## WHAT IS REQUIRED
Write the next part of the passage on test panels and co-hanging pairs, beginning right after its final sentence.

## SELECTION
________________________________________

4.2.1 Co-hanging pairs in \(T^\#\)

We first construct test panels that satisfy the pair and cluster requirements of the battery. Let \(x^0_i\) be an \(\mathtt{R}\)-vertex in \(T^0\) and let \(x^\#_i\) be the corresponding vertex in \(T^\#\). Because \(x^0_i\) is colored \(\mathtt{R}\), by construction it has at least \(2^\ell - 1\) \(\mathtt{G}\)-children, but its \(\mathtt{G}\)-children are “connected in different ways” in \(T^\#\). In particular, at least one pair of \(\mathtt{G}\)-children \((y^0_i,z^0_i)\) must be at a different evolutionary distance in \(T^0\) than the corresponding pair \((y^\#_i,z^\#_i)\) in \(T^\#\) (see the remark after Definition 3.2). We use these pairs as our test panel.

Claim 4.4

(Test panels) For each \(\mathtt{R}\)-vertex \(x^0_i\) we can find a test pair of \(\mathtt{G}\)-children \((y^0_i,z^0_i)\) of \(x^0_i\), with corresponding test pair \((y^\#_i,z^\#_i)\) in \(T^\#\), such that the test panel satisfy the cluster and pair requirements of a battery.

________________________________________

Records of labeled points

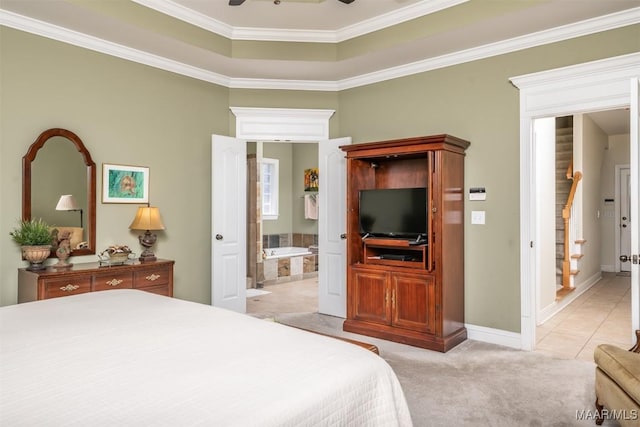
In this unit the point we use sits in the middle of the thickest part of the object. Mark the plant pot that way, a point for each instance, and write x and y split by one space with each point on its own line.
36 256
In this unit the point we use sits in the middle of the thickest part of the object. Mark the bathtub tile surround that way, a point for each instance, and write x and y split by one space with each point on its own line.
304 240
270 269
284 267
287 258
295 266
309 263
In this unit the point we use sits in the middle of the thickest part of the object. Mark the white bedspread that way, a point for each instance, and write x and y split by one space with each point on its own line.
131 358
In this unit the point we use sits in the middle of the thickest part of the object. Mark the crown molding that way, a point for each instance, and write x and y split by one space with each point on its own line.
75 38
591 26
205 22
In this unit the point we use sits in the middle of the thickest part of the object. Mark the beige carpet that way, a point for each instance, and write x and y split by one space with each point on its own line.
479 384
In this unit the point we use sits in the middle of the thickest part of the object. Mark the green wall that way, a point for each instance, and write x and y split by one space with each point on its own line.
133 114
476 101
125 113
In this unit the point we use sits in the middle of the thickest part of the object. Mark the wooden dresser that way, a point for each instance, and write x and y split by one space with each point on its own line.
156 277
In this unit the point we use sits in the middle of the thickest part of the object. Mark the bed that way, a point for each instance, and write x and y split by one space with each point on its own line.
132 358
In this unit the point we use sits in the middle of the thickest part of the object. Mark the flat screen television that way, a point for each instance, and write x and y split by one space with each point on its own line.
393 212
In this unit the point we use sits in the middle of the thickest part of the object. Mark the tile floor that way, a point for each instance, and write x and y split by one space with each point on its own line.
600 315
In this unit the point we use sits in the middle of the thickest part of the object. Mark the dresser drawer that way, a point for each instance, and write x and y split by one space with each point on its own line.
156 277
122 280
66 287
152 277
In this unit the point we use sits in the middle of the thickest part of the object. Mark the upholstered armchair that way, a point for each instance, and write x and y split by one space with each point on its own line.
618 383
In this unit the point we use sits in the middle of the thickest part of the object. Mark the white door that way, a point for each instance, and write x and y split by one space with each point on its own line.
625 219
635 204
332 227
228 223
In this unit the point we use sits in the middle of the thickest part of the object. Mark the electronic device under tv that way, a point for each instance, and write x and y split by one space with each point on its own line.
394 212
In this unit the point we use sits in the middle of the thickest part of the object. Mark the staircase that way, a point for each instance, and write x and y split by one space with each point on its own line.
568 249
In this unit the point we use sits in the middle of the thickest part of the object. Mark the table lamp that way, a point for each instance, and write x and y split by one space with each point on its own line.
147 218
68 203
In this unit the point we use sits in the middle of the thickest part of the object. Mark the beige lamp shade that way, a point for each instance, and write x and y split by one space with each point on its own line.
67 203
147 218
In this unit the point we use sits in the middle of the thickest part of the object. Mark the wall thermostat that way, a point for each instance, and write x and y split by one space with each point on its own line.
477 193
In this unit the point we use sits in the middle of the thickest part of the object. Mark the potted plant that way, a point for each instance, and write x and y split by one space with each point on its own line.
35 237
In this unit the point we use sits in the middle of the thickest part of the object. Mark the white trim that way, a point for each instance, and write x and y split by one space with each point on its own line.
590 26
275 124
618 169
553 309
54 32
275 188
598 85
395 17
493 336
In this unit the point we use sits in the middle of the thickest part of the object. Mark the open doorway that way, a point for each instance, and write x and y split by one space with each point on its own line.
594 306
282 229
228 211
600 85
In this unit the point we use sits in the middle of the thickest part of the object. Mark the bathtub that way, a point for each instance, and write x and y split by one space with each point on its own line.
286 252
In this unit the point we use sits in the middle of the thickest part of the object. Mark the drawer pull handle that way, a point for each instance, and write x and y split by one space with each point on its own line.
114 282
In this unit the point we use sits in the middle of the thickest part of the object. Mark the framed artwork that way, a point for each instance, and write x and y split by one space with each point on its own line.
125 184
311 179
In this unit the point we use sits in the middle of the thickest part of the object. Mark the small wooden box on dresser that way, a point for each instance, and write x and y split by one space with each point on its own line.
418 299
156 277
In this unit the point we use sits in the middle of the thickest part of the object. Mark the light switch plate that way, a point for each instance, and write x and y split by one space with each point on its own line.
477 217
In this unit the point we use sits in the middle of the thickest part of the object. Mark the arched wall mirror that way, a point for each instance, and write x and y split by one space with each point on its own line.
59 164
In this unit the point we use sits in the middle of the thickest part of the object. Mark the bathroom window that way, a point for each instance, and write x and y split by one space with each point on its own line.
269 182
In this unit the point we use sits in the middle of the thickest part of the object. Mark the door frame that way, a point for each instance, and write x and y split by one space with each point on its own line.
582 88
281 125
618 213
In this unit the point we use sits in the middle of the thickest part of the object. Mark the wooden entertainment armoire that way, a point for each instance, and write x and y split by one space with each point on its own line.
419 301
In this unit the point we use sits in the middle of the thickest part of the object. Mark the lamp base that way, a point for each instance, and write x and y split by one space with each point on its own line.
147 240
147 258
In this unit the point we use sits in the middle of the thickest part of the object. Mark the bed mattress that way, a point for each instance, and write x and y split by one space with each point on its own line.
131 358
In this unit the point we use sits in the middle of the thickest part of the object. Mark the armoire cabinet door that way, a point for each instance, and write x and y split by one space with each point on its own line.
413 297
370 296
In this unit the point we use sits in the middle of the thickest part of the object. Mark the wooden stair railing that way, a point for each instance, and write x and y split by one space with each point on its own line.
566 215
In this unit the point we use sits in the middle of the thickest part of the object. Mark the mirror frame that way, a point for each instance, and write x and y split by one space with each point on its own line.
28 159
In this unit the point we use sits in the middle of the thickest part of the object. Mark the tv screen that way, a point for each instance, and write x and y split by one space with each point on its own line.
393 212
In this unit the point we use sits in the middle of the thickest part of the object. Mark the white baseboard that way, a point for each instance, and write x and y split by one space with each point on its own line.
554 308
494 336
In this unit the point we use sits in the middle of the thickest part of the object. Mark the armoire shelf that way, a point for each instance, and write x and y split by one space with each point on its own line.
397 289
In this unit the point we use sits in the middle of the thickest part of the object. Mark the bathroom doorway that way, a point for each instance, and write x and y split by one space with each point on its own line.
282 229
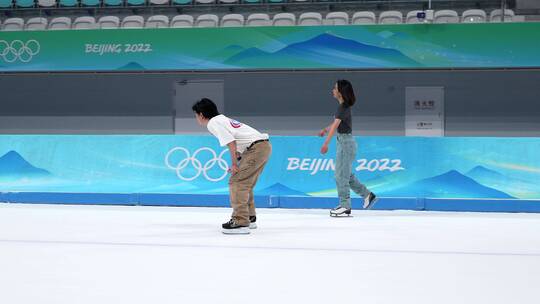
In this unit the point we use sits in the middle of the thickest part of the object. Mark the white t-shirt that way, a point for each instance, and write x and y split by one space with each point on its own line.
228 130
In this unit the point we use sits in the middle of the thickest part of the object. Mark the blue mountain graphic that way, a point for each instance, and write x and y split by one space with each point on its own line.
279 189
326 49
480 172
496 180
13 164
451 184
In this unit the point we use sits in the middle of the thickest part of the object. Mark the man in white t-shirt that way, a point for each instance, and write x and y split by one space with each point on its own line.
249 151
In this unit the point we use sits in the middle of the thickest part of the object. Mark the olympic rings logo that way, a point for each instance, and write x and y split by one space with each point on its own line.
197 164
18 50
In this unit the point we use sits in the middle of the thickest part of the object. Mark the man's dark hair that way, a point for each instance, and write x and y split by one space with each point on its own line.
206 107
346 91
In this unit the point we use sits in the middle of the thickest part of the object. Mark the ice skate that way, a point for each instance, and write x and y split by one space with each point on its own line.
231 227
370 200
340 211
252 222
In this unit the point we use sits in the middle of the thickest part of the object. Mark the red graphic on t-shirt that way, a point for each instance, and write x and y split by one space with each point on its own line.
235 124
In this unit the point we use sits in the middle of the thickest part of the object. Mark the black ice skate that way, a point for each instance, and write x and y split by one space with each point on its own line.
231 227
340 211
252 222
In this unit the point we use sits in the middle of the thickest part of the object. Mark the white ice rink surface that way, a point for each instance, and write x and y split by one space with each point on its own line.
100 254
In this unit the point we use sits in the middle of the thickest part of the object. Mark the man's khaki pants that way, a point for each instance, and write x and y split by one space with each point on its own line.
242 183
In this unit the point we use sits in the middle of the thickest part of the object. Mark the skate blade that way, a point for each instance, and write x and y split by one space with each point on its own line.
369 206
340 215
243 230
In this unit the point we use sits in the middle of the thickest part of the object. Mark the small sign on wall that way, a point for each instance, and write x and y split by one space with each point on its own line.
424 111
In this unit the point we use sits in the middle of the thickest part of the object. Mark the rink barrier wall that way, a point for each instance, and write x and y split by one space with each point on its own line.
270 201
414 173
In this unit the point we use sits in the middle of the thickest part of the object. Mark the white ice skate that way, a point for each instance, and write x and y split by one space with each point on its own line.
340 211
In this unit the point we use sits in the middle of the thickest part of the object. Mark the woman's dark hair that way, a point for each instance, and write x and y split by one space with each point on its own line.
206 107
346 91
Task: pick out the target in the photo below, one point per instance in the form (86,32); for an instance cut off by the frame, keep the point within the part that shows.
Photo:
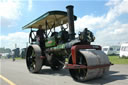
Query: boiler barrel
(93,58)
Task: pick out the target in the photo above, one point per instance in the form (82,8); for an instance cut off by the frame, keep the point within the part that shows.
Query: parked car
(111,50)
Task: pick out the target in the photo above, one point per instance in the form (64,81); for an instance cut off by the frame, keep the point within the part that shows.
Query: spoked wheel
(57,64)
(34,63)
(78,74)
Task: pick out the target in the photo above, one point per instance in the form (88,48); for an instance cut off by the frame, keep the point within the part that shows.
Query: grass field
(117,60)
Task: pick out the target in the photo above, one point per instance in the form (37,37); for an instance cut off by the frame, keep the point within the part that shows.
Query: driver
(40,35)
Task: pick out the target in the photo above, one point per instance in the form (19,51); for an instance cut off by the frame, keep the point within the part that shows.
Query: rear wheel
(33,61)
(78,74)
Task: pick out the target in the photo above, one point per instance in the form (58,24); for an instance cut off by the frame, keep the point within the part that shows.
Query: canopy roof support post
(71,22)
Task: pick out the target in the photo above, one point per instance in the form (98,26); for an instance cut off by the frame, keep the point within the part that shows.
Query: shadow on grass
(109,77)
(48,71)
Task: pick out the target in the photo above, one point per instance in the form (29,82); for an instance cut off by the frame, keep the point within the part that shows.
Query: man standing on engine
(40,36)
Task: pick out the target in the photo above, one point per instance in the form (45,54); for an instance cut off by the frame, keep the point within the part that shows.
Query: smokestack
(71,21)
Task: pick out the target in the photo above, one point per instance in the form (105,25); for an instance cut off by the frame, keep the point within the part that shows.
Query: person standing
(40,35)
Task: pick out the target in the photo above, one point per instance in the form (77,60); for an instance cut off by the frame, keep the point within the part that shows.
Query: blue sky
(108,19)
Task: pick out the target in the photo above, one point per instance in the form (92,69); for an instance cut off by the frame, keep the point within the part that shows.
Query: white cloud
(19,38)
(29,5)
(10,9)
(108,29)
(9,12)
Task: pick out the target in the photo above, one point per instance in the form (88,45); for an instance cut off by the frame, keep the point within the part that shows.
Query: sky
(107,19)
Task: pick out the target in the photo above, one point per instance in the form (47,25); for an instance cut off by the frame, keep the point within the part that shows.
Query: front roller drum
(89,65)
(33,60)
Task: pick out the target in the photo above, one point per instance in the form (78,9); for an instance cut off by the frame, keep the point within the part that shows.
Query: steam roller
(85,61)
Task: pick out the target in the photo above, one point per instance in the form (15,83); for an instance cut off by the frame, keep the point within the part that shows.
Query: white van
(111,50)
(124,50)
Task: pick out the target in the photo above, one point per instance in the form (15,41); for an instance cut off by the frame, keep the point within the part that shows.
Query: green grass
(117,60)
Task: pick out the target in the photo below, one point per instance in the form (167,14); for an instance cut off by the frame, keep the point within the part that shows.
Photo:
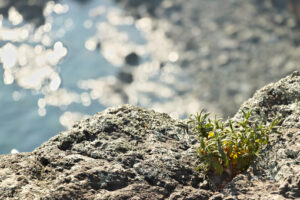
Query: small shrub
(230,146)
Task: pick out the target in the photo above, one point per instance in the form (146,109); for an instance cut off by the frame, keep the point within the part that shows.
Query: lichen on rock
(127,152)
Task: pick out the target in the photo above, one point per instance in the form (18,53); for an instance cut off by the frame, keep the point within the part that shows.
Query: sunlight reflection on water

________________________________________

## THE REPLY
Proof

By construction, the test subtrees, that is, the \(\mathtt{G}\)-clusters rooted at the test vertices, are \((\ell ,1)\)-dense. The test subtrees are also matching, co-hanging and their roots are at different evolutionary distances in \(T^0\) and \(T^\#\). Finally, the test pair in \(T^0\) is proximal as

$$\begin{aligned} \mathrm {d}^{\mathrm {g}}_{T^0}(y^0_i, z^0_i) \le 2\ell \le \Gamma . \end{aligned}$$

\(\square \)

4.2.2 Sparsification in \(T^\#\)

It remains to satisfy the global requirements of the battery. By construction the test subtrees are non-intersecting in both \(T^0\) and \(T^\#\) (see the proof of Claim 4.5). However we must also ensure that proximal/semi-proximal connecting paths and non-proximal hats do not intersect with each other or with test subtrees from other test panels. By construction, this is automatically satisfied in \(T^0\) where all test pairs are proximal. To satisfy this requirement in \(T^\#\), we make the collection of test pairs sparser by rejecting a fraction of them.

Claim 4.5

(Sparsification in \(T^\#\)) Assume \(\ell \ge 2\). Let \(\mathcal {H}' = \{(y^0_i,z^0_i); (y^\#_i,z^\#_i)\}_{i=1}^{I'}\) be the test panels constructed in Claim 4.4. We can find a subset \(\mathcal {H}\subseteq \mathcal {H}'\) of size

$$\begin{aligned} |\mathcal {H}| = I \ge \frac{1}{1 + 2^{2\gamma _t + 2}} I' \ge \frac{\Delta }{C_\mathcal {S}(1 + 2^{2\gamma _t + 2})} \end{aligned}$$

such that the test panels in \(\mathcal {H}\) satisfy all global requirements of a battery.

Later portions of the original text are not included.